Produce an exact copy of the lines from the line that contains "If you could mark the seated" to the end of the listing below.

(Data records)
++++
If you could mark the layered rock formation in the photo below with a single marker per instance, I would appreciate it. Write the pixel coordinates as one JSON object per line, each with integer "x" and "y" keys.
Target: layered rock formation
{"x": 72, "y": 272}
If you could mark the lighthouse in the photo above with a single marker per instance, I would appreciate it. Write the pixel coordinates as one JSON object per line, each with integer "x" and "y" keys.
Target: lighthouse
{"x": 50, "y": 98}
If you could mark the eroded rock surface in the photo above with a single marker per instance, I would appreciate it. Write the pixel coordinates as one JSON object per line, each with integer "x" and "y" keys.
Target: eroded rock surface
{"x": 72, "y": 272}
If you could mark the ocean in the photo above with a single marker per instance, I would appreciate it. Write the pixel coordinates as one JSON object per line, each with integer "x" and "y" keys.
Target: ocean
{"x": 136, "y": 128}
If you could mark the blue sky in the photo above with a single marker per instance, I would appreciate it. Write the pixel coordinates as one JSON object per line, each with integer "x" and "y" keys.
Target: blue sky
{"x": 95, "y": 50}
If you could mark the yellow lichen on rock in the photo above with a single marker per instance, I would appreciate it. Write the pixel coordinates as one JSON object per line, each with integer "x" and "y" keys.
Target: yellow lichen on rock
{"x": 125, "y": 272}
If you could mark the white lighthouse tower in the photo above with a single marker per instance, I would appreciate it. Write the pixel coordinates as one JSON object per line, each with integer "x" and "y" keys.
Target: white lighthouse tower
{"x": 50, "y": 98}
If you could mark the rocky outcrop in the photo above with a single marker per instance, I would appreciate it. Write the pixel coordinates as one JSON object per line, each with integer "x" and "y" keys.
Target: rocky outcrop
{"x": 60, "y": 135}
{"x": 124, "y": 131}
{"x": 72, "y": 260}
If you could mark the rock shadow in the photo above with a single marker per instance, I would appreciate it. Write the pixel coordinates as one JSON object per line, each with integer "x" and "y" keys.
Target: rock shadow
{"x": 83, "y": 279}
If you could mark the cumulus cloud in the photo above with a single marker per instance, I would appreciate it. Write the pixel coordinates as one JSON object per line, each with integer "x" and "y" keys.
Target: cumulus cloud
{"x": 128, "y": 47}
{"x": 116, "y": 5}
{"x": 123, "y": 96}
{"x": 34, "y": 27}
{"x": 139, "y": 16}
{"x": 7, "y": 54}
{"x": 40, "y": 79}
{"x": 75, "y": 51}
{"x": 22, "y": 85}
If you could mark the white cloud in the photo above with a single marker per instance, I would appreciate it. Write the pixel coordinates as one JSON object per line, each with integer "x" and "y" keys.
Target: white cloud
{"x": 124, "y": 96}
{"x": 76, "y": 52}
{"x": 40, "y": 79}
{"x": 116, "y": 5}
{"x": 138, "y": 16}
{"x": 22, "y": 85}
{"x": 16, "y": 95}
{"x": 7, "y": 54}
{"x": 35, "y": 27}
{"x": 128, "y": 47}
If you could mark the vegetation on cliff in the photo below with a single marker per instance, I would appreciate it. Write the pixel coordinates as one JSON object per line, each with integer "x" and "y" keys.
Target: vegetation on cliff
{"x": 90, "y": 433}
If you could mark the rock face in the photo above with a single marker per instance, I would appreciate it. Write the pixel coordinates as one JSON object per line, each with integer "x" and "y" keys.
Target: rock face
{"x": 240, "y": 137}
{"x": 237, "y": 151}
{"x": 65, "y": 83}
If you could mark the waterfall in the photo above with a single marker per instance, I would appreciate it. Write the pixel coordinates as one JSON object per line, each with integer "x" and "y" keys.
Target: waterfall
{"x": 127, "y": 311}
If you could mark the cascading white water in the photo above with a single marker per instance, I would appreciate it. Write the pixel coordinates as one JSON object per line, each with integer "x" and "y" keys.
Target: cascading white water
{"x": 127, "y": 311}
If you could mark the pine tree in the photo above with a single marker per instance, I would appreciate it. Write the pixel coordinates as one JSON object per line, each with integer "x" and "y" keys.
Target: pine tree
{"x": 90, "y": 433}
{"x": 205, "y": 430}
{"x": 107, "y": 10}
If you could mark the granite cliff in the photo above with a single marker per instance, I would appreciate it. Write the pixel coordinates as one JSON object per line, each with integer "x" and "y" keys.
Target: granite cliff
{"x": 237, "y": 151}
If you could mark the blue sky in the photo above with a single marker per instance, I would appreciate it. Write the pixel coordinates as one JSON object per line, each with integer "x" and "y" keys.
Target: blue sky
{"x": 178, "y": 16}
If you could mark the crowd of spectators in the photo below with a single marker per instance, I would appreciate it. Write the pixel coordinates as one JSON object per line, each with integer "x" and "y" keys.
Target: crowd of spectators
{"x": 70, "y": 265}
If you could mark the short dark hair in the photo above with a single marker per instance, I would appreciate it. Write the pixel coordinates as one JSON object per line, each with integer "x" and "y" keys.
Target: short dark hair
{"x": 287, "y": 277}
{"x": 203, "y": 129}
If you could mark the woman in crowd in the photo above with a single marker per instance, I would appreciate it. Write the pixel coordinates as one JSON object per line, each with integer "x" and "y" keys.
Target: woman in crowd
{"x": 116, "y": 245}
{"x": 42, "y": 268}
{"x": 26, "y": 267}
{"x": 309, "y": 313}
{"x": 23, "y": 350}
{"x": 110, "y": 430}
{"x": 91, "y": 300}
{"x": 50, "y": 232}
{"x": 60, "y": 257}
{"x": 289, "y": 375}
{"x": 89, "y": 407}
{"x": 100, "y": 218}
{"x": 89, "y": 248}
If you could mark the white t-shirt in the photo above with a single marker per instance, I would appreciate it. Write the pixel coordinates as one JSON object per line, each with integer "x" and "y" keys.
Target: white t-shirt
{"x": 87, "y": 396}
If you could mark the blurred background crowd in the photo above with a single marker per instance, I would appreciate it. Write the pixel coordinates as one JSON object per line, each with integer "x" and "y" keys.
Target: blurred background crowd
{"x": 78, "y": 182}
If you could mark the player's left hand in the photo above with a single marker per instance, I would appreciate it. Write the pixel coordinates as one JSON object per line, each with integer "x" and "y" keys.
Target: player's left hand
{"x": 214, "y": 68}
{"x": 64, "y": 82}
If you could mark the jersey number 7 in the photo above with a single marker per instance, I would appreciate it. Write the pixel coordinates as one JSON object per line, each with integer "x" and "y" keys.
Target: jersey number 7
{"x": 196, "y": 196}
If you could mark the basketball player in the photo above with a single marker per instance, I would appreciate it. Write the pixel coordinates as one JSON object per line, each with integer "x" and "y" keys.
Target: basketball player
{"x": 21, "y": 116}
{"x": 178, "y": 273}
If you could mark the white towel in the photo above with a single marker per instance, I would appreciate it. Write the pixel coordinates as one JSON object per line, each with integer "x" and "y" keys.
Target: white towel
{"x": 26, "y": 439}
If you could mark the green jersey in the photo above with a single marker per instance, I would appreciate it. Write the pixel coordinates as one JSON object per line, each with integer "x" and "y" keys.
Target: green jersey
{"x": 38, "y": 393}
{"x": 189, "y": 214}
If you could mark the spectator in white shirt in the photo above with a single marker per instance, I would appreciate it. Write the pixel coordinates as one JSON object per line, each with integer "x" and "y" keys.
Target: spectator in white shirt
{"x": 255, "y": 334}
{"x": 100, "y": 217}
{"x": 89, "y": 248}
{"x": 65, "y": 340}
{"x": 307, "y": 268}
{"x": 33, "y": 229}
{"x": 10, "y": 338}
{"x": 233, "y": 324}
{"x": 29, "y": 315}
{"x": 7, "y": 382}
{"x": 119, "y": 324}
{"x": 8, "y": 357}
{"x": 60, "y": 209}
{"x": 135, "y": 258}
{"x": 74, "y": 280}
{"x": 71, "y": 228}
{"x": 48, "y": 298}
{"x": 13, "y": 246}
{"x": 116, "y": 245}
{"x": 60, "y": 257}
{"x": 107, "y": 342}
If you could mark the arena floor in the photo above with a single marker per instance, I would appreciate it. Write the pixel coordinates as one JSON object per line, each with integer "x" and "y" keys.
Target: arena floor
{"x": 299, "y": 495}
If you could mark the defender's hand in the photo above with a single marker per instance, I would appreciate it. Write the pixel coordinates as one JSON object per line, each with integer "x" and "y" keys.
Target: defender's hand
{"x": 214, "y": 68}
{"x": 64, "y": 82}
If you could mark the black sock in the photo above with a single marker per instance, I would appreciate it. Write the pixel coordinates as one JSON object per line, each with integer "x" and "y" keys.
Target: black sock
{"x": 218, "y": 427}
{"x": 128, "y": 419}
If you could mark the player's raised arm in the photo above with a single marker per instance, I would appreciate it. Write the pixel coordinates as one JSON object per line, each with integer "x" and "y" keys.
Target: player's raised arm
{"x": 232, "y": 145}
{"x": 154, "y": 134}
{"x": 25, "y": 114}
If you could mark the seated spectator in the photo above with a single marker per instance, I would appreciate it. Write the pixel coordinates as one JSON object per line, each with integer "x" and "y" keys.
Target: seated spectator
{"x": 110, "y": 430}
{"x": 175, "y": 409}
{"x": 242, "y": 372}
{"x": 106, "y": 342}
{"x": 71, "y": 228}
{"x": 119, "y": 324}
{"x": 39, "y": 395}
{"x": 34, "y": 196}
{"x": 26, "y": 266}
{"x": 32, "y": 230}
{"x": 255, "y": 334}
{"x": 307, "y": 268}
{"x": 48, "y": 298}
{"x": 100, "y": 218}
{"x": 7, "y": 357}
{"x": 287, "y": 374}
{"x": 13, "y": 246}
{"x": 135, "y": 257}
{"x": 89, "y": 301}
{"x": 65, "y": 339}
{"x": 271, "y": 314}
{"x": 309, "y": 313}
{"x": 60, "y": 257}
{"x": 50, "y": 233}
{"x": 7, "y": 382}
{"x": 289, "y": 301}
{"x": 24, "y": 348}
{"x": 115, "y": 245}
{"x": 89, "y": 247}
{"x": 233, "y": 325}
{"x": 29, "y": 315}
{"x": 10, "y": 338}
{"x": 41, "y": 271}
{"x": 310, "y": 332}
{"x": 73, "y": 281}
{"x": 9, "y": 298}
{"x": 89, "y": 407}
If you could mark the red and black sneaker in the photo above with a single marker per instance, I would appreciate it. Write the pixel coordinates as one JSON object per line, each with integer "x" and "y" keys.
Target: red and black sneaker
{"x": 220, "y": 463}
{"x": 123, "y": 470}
++++
### Solution for this task:
If you could mark the seated spectator in the photo above with a single marker per instance, I would appreciate it. Write the pixel coordinates as one JSON object per line, each with integer "x" and "y" keys.
Target: seated spectator
{"x": 110, "y": 430}
{"x": 175, "y": 409}
{"x": 242, "y": 372}
{"x": 106, "y": 342}
{"x": 71, "y": 228}
{"x": 119, "y": 324}
{"x": 39, "y": 395}
{"x": 34, "y": 196}
{"x": 26, "y": 266}
{"x": 32, "y": 230}
{"x": 255, "y": 334}
{"x": 307, "y": 268}
{"x": 48, "y": 298}
{"x": 100, "y": 218}
{"x": 7, "y": 357}
{"x": 287, "y": 374}
{"x": 13, "y": 246}
{"x": 135, "y": 257}
{"x": 89, "y": 301}
{"x": 65, "y": 339}
{"x": 271, "y": 314}
{"x": 309, "y": 313}
{"x": 60, "y": 257}
{"x": 50, "y": 233}
{"x": 7, "y": 382}
{"x": 289, "y": 301}
{"x": 24, "y": 348}
{"x": 115, "y": 245}
{"x": 89, "y": 247}
{"x": 233, "y": 325}
{"x": 29, "y": 315}
{"x": 10, "y": 338}
{"x": 41, "y": 271}
{"x": 310, "y": 332}
{"x": 73, "y": 281}
{"x": 9, "y": 298}
{"x": 89, "y": 407}
If you could mark the red and black sneaker in the photo above with a single marker per instance, I would appreciate it. Write the pixel coordinates as one JSON object per line, each with integer "x" and "y" keys.
Target: red and black sneaker
{"x": 220, "y": 463}
{"x": 123, "y": 470}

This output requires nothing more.